ОТРЫВОК —
* * * * * * *
Тень Петрарки
Авиньон. Папский дворец. Если говорить о мистическом Провансе, то, пожалуй, на папский дворец падает наибольшая доля авиньонских преданий.
Те, кто создавал этот дворец, никогда не преследовали никакой цели, кроме личной наживы. Семь сменявших друг друга пап в течение семидесяти лет грабили население, держа его в темноте и страхе.
А началось все с того, что французский король Филипп Красивый решил не отдавать церковных сборов Ватикану, а оставлять во Франции и, взяв в плен римских пап, перевел папскую резиденцию из Рима в Авиньон. С этого момента папский престол стали занимать французы, часто малограмотные люди, низкого происхождения, и миссия наместников Бога на земле ограничивалась личными интересами.
Папа Иоанн XXII набрал налогами 700 000 флоринов, что составляет на современные деньги 1 000 000 000 франков. Причем утверждают, что он занимался алхимией, окружал себя фальшивомонетчиками и писал сочинения под странными заголовками вроде: «Эликсир философа» или «Искусство превращения».
Папа Бенедикт XII, сменивший Иоанна, пристроил к дворцу нелепую башню специально для того, чтобы под ней спрятать 40 ящиков золотых монет, сервизы золотой посуды и массу редких драгоценностей.
Папа Климент IV, по прозвищу Великолепный, на церковные сборы с провансальцев закатывал грандиозные приемы и праздники. Он говорил, что это помогает ему «чувствовать себя свободным и забывать о своем папстве».
Климент Великолепный был человеком подозрительным и трусливым. Он приказал на всякий случай прорыть подземный ход от папского дворца под рекой Дюрансой до самого городка Шаторенара. Но сам он никогда этим ходом не воспользовался. Зато говорят, что когда папство раскололось на авиньонское и римское, то антипапа Бенедикт XIII удирал этим подземным ходом. Перед бегством он успел замуровать в стенах дворца двенадцать фигур апостолов, отлитых из чистого золота. Об этом он поведал другу своему, венецианскому послу, но ни посол, никто другой не нашли этих фигур, поскольку их, видимо, и не существовало.
* * * * * * *
ЗАПИСИ —
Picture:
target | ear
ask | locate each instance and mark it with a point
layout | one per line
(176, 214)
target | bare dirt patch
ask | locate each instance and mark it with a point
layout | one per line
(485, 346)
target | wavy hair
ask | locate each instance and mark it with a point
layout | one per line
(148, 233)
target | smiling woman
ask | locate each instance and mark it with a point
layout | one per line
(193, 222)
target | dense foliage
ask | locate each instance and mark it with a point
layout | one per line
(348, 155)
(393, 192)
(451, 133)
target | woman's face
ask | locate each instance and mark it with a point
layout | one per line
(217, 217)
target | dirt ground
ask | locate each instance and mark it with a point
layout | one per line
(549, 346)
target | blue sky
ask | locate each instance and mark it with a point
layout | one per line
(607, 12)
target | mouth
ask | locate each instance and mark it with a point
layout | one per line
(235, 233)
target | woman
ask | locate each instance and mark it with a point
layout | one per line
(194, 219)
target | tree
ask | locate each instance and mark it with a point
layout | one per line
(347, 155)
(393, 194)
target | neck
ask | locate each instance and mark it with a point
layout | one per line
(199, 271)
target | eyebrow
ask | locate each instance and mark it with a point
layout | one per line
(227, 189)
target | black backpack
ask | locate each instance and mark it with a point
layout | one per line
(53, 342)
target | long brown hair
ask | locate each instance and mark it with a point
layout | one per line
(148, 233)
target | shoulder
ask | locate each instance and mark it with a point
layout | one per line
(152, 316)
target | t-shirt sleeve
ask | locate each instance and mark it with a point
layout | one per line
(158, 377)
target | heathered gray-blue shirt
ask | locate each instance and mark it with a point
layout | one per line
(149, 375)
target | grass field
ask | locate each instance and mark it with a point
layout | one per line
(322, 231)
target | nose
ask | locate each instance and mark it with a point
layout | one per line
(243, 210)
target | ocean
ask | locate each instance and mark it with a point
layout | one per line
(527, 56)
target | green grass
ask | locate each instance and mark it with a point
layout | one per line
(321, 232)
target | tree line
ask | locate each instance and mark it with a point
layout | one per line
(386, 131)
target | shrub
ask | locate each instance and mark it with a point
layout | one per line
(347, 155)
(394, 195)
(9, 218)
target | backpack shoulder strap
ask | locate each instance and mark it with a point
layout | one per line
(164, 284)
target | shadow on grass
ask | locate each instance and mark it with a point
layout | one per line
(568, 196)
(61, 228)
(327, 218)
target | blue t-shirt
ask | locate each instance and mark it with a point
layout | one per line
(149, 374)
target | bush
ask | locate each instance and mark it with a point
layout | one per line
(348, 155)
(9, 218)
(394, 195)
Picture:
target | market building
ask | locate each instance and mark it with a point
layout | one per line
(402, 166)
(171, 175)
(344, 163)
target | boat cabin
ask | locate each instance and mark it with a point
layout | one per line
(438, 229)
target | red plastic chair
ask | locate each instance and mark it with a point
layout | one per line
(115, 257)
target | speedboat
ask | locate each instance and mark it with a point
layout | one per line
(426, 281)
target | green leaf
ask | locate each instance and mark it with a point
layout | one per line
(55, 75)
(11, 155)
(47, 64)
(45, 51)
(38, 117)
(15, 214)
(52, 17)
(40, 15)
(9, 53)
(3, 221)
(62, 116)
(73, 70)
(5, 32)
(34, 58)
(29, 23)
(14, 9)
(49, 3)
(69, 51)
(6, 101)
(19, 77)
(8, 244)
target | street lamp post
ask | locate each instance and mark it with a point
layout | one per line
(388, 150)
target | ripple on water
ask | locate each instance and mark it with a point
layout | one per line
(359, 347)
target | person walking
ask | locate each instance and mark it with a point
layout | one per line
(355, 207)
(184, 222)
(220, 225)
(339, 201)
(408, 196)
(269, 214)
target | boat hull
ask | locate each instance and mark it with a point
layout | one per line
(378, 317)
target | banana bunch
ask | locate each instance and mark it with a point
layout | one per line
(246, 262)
* * * * * * *
ЗАДАНИЕ —
Продолжите отрывок о папском дворце в Авиньоне, начав сразу после его последнего предложения.

ОТВЕТ —
Все это рассказывается в народе, и принимать это за подлинные исторические факты не следует. Если же побродить по залам папского дворца, то надолго остается впечатление от его грандиозности. Я осматривала его с группой случайных туристов, и меня поразили громадные залы для приемов: сводчатые потолки, высоченные колонны, окна в проемах стен толщиной в метр, а то и в полтора метра. Галереи, монументальные парадные лестницы, величественные порталы с остатками барельефов и каменных скульптур. И множество башен: Башня ангелов, Башня совета, Башня кухни, Башня гардероба, Башня Святого Лаврентия и прочие.
Во втором этаже дворца были папские жилые покои, в которых сохранились выполненные по заказу Климента Великолепного удивительные фрески работы французского художника XIV века Робин Романа. Это «Оленья комната» с фресками на сюжеты: птицелова, рыбьего садка, соколиной охоты. Внизу, во дворце, частично сохранились в зале Аудиенций росписи в потолочных сводах, выполненные итальянским мастером Маттео Джиованетти: на синем фоне, усеянном звездами, фигуры двадцати пророков.
И, несмотря на дисгармонию архитектурных решений из-за многих перестроек и достроек, здание папского дворца все же так грандиозно и величественно, что группа посетителей, с которой я осматривала дворец, казалась мне вереницей муравьев, переползающих из одного зала в другой.
Конечно, во дворце пусто. В столовой нет стола, за которым помещалось сразу двести человек, в папской комнате, расписанной под драпировочную ткань, нет никакой мебели, но можно представить себе, как все это выглядело, когда на каменных плитах пола лежали ковры и стояла готическая мебель из мореного дуба…
Живут здесь только легенды, и самая из них поэтическая — это легенда об авиньонском мосте Сен-Бенезет.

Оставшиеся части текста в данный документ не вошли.